TEXTO DEL DOCUMENTO:
───

Siempre hay una buena razón para dar un paseo por la naturaleza, aunque sea junto a casa, en un lugar suburbano.
La naturaleza no sólo inspira (filosofías de vida, diseños humanos, arte), sino que fortalece nuestra inmunidad o nos hace más felices; hay evidencias científicas de ello.
Desaprovechar conocimiento, el principio del problema
No hay mayor pérdida, me decía recientemente Ricardo, habitante de Ibort (una aldea del Prepirineo oscense repoblada en los 80 tras su abandono unas décadas antes -consultar artículo y fotogalería sobre nuestra visita a la ecoaldea-), que desaprovechar el conocimiento de algún conocido o familiar interpretando la riqueza de un bosque. Se empieza ninguneando el conocimiento, y se acaban desaprovechando los recursos.
Cada época alberga sus pequeños placeres y enseñanzas. Incluso las familias más urbanitas conservan su conocimiento de lo que depara el campo en cada momento, aunque estas enseñanzas estén a veces a punto de desaparecer.
Fuente de salud (y de negocios)
En un momento de falta de oportunidades laborales en sectores tradicionales, la reinterpretación de las enseñanzas de la naturaleza, sean estéticas o alimentarias, por ejemplo, son un lugar atractivo para iniciar cualquier negocio original.
Tecnología inspirada en la naturaleza, alojamientos rurales en árboles o casas antes abandonadas, restaurantes especializados en la entomofagia o en alimentos recolectados del bosque, mobiliario rústico minimalista, y tantas otras miradas con público dispuesto a reconocer qué oportunas son, ahora más que nunca, estas ideas.
El otoño es una segunda primavera (y lo hemos olvidado)
Hace un par de días, Sierra Club rememoraba una escueta cita de Albert Camus. “El otoño es una segunda primavera, en la que cada oja es una flor”.
Sin tener la capacidad de evocación de Camus, el sábado pasado volví a casa inspirado tras un paseo por un bosque apartado del Prepirineo catalán. Decidí recopilar algo de información sobre la dimensión espiritual de la naturaleza para escribir esta entrada.
La naturaleza siempre ha estado presente, en el paganismo y las grandes religiones monoteístas. Consciente de lo importante que es nuestra percepción sobre la naturaleza para preservarla con eficacia, la recientemente desaparecida Wangari Maathai recopilaba la relación entre diversas tradiciones y creencias y el respeto por los árboles y naturaleza, en su ensayo de 2010 Replenishing the Earth.
Reivindicando la fortaleza de un baobab: Wangari Maathai
La Premio Nobel de la Paz e impulsora del Green Belt Movement para replantar árboles como herramienta de desarrollo, se había educado en un entorno cristiano, pero sus referencias tienen hondas raíces en tradiciones dispares, entre ellas el paganismo ancestral africano, el judaísmo o la legendaria frugalidad de la cultura japonesa tradicional. Se pierde un baobab con hondas raíces, decía The Economist a propósito de la muerte de Maathai.

───

Registros de colocación de puntos:
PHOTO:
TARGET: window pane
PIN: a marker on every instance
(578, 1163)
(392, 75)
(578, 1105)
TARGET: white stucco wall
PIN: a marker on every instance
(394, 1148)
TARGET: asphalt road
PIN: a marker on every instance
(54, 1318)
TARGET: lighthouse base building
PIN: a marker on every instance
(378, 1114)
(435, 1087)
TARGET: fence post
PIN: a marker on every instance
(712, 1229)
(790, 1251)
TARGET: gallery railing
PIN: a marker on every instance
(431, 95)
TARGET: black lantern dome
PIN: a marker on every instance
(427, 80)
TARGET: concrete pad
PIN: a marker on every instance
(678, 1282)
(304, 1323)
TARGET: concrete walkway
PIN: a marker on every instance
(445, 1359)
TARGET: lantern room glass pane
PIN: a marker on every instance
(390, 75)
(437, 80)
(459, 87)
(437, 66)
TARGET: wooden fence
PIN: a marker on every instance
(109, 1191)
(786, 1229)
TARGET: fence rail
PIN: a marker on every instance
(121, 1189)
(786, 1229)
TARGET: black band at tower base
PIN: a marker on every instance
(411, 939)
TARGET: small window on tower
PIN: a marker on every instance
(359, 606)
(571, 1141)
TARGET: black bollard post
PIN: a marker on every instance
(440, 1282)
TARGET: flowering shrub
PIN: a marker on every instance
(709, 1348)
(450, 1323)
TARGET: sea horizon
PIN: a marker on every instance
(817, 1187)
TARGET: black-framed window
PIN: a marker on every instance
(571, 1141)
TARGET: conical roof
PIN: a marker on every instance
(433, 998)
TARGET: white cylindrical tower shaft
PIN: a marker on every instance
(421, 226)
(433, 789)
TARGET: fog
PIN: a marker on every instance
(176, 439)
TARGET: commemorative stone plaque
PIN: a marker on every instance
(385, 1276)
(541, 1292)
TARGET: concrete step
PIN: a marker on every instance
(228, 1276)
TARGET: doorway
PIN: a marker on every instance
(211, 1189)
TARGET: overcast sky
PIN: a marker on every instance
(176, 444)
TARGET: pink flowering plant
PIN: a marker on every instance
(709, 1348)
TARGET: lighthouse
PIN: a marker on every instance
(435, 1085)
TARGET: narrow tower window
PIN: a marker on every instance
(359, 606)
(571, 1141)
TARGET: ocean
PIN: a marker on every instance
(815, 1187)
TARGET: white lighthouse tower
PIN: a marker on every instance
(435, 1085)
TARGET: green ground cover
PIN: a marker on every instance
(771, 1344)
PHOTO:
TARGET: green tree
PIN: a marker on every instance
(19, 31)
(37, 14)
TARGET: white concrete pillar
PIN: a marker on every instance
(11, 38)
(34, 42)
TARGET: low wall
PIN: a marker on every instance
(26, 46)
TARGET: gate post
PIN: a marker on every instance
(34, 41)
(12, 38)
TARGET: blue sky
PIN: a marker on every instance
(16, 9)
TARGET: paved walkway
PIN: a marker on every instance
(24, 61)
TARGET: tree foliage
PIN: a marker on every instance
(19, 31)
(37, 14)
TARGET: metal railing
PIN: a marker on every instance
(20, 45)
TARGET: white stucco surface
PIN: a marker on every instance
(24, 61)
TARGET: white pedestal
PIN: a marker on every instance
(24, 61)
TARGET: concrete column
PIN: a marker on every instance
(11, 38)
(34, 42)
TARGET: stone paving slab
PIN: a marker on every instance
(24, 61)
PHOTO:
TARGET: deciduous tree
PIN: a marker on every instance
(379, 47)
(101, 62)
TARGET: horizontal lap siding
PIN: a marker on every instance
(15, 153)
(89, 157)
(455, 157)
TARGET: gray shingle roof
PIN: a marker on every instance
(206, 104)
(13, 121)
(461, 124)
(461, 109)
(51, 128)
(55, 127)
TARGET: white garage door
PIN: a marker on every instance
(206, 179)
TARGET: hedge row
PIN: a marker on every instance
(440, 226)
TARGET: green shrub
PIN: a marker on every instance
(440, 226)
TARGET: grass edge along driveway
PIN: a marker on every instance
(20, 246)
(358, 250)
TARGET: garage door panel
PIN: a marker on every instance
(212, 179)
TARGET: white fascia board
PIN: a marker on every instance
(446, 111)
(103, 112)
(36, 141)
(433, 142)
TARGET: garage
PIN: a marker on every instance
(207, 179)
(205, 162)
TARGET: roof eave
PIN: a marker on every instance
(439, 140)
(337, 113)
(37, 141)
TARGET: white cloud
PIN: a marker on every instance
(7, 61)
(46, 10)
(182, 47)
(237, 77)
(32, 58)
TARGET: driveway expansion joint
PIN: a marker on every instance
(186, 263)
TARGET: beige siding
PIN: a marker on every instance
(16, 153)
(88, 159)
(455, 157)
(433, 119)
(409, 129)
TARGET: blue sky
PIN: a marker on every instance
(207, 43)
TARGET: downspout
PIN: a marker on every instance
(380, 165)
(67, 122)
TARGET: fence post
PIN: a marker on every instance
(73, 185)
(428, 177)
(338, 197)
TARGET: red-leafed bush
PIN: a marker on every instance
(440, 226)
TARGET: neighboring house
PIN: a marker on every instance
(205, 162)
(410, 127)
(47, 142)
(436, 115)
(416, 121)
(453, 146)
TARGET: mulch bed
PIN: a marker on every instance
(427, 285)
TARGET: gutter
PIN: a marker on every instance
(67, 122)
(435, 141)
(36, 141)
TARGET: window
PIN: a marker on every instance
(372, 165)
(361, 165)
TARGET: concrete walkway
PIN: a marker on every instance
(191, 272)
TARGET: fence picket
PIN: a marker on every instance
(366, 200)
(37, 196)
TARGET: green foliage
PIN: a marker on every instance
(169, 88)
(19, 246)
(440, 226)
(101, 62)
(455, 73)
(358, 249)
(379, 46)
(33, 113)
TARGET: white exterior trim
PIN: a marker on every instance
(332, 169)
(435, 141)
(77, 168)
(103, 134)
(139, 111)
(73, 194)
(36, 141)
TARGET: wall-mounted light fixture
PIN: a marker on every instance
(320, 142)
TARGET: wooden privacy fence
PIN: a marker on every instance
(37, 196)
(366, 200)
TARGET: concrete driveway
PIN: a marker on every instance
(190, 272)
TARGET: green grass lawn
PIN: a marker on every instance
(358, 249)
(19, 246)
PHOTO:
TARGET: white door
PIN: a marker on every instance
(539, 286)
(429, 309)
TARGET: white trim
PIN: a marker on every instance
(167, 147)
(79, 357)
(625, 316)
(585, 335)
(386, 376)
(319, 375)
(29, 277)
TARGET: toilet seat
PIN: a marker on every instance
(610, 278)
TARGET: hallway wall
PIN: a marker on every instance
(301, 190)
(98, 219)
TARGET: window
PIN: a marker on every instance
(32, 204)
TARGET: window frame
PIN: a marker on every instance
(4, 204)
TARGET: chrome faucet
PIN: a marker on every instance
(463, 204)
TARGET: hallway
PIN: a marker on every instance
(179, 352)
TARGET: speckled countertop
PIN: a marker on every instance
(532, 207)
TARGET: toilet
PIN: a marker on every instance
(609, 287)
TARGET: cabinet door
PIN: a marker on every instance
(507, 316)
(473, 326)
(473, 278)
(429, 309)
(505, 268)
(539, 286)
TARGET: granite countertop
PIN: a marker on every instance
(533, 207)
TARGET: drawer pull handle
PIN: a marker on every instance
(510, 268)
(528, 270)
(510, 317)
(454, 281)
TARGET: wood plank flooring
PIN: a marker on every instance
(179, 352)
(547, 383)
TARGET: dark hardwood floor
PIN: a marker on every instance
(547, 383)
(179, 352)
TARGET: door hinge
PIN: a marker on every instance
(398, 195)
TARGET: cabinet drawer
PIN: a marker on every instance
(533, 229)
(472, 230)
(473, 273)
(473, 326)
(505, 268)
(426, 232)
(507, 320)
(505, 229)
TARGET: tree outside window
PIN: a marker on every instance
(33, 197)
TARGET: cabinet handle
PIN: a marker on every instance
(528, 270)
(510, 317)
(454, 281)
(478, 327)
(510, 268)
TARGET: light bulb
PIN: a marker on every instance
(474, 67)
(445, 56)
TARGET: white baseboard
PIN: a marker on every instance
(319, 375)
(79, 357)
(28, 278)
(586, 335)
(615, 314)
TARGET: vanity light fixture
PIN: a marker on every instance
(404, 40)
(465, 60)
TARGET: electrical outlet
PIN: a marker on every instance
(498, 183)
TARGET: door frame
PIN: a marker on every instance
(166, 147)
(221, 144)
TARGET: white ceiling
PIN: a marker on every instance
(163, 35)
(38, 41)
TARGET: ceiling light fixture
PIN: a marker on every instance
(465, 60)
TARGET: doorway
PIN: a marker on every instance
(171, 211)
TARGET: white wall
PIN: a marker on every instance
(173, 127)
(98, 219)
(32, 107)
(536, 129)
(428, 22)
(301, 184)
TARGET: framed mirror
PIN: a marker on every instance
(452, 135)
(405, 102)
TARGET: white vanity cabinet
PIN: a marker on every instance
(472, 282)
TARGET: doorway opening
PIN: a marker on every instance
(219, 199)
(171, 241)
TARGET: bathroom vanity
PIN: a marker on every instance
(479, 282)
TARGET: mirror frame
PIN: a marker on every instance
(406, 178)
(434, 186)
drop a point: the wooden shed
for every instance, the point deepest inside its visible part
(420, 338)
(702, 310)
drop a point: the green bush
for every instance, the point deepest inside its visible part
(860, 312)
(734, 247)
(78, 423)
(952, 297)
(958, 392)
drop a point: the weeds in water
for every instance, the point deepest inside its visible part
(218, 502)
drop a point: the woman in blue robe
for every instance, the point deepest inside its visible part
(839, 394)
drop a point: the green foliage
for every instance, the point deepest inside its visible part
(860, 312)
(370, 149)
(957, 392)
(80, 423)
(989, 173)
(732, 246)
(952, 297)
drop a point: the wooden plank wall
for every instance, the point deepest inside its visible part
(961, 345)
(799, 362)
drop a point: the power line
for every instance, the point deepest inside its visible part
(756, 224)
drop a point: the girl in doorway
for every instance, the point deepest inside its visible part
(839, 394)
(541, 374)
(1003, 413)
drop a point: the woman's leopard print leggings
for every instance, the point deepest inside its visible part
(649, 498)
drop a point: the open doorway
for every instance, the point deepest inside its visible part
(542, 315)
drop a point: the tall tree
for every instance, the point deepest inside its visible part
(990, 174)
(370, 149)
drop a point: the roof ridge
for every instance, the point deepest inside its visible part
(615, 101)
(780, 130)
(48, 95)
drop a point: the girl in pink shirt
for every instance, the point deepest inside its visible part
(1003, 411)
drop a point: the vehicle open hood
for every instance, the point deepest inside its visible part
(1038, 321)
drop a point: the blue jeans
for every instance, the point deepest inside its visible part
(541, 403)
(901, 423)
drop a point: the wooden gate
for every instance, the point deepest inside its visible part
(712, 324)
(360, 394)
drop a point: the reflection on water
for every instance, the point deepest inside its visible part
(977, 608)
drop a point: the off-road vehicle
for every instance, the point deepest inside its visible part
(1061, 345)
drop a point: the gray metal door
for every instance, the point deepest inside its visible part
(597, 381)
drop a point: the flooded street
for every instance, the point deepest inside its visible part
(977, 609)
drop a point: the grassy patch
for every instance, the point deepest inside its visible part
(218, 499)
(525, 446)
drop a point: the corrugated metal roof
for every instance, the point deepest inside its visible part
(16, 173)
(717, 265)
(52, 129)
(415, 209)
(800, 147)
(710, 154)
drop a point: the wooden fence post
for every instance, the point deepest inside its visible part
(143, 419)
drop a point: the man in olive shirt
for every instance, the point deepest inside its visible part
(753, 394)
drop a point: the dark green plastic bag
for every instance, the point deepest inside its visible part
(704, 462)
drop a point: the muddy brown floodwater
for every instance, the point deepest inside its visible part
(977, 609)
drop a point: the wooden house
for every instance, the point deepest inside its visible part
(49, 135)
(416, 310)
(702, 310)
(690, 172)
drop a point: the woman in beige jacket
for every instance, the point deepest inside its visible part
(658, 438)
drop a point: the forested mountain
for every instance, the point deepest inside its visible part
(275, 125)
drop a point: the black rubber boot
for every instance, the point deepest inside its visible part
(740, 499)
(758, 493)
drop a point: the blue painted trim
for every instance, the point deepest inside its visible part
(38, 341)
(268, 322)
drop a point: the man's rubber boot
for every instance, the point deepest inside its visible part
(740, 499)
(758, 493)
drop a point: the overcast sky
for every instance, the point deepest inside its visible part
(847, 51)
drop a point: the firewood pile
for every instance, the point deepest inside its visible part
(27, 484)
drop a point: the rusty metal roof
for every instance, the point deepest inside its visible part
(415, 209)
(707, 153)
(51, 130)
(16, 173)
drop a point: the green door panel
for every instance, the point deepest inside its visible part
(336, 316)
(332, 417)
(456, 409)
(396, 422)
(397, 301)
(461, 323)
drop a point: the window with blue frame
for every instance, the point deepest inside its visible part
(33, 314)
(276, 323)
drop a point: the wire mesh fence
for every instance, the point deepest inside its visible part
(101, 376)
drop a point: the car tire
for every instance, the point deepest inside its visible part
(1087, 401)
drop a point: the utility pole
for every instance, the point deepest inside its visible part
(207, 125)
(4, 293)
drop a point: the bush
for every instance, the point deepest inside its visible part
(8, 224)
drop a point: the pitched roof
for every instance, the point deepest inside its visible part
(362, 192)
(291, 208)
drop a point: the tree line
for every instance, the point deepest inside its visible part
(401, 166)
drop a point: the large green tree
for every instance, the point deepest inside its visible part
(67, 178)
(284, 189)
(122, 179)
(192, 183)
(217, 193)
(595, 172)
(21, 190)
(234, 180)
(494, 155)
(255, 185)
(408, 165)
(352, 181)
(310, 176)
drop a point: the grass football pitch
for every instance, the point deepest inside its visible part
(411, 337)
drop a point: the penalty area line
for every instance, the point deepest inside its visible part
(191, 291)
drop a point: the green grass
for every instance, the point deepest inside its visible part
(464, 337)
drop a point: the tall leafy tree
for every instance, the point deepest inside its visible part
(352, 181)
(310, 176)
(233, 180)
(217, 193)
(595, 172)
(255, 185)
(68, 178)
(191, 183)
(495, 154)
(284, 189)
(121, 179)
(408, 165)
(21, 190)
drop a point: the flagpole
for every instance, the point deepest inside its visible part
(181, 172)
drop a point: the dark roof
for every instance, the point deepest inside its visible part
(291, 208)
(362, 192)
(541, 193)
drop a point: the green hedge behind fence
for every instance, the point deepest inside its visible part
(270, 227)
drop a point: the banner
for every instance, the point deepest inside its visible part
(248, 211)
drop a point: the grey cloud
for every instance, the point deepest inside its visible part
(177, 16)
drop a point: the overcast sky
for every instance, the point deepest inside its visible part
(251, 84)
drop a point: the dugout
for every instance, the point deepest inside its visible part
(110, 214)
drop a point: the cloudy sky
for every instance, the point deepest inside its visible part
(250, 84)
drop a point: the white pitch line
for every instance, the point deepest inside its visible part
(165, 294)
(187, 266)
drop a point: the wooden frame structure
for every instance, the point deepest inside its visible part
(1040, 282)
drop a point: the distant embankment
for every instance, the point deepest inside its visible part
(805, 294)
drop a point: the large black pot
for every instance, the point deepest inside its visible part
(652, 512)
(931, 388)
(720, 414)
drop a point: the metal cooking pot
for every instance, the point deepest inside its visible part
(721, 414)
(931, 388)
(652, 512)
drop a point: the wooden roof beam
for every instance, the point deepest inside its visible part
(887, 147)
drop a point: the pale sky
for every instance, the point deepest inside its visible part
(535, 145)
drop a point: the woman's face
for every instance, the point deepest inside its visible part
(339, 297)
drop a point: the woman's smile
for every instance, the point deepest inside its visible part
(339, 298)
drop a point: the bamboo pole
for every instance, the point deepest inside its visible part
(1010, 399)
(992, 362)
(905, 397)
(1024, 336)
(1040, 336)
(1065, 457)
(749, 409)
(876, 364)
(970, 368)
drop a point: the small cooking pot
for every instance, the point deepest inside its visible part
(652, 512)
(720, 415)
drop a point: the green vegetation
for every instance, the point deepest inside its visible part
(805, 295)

───

CONSIGNA 1:
¿En qué año publicó Wangari Maathai su ensayo Replenishing the Earth, según el texto sobre la naturaleza?
CONSIGNA 2:
Transcribe del texto sobre la naturaleza todo lo que va desde "Cada época alberga" hasta "cualquier negocio original.".

RESPUESTA DESARROLLADA 1:
En 2010.

RESPUESTA DESARROLLADA 2:
Cada época alberga sus pequeños placeres y enseñanzas. Incluso las familias más urbanitas conservan su conocimiento de lo que depara el campo en cada momento, aunque estas enseñanzas estén a veces a punto de desaparecer.
Fuente de salud (y de negocios)
En un momento de falta de oportunidades laborales en sectores tradicionales, la reinterpretación de las enseñanzas de la naturaleza, sean estéticas o alimentarias, por ejemplo, son un lugar atractivo para iniciar cualquier negocio original.